## TASK DIRECTIONS
Should the word "white" occur in a line of the records, copy that line.

## RECORDS SUPPLIED
------------------------------------------------
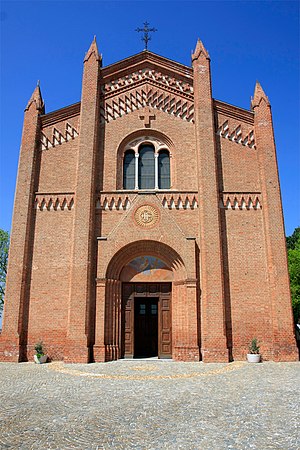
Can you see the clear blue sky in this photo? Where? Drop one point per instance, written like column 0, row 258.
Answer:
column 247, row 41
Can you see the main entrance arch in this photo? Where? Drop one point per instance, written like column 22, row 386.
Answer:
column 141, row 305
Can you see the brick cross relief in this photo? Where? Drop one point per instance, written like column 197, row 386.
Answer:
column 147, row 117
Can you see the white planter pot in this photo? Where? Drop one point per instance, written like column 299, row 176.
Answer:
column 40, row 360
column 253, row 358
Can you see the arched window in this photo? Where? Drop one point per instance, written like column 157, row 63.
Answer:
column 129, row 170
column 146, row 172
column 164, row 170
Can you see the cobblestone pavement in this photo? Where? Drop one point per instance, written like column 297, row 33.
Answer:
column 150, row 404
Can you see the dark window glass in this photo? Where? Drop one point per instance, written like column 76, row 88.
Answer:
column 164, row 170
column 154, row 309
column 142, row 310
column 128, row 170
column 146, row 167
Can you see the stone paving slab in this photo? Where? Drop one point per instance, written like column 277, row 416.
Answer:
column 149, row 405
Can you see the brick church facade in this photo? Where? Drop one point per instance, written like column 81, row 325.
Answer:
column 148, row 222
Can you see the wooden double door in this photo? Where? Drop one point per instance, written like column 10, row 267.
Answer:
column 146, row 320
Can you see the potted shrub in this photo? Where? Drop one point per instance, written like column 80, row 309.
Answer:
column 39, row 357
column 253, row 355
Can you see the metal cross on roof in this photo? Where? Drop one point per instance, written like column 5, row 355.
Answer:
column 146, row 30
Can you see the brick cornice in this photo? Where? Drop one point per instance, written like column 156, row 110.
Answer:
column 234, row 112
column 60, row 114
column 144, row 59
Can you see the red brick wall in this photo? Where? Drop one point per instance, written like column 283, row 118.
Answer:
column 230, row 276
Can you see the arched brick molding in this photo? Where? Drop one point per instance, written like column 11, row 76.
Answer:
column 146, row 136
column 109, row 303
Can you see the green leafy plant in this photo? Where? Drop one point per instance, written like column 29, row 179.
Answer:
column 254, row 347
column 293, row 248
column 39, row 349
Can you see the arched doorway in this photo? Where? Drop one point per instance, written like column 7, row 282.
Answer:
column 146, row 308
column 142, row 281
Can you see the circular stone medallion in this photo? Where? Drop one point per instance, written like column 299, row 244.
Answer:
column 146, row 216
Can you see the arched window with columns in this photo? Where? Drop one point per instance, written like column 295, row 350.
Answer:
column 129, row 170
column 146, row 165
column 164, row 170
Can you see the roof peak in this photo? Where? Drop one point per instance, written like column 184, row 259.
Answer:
------------------------------------------------
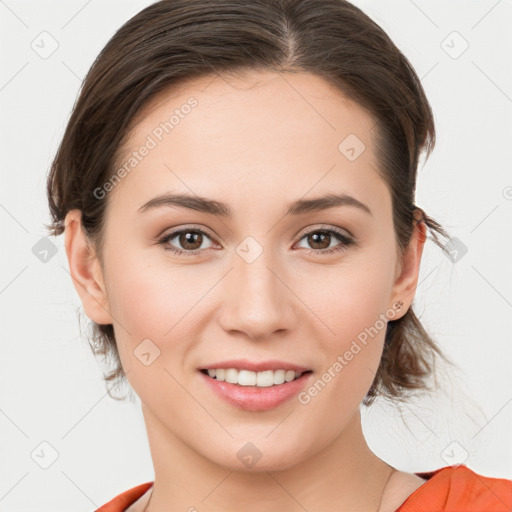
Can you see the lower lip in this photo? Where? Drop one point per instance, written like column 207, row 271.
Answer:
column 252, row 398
------------------------------------------------
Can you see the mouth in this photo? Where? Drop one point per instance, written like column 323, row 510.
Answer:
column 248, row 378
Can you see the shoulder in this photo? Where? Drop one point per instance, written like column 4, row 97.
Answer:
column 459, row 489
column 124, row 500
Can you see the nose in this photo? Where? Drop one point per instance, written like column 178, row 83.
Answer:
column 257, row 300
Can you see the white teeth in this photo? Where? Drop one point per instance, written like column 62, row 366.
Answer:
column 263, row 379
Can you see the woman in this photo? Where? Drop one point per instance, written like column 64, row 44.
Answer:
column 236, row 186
------------------------------------------------
## WRITTEN RESPONSE
Can you see the white planter pot in this photo? Where? Drop one point per instance, written like column 299, row 176.
Can you see the white teeth in this photo? Where? Drop one point per instance, written like column 62, row 366.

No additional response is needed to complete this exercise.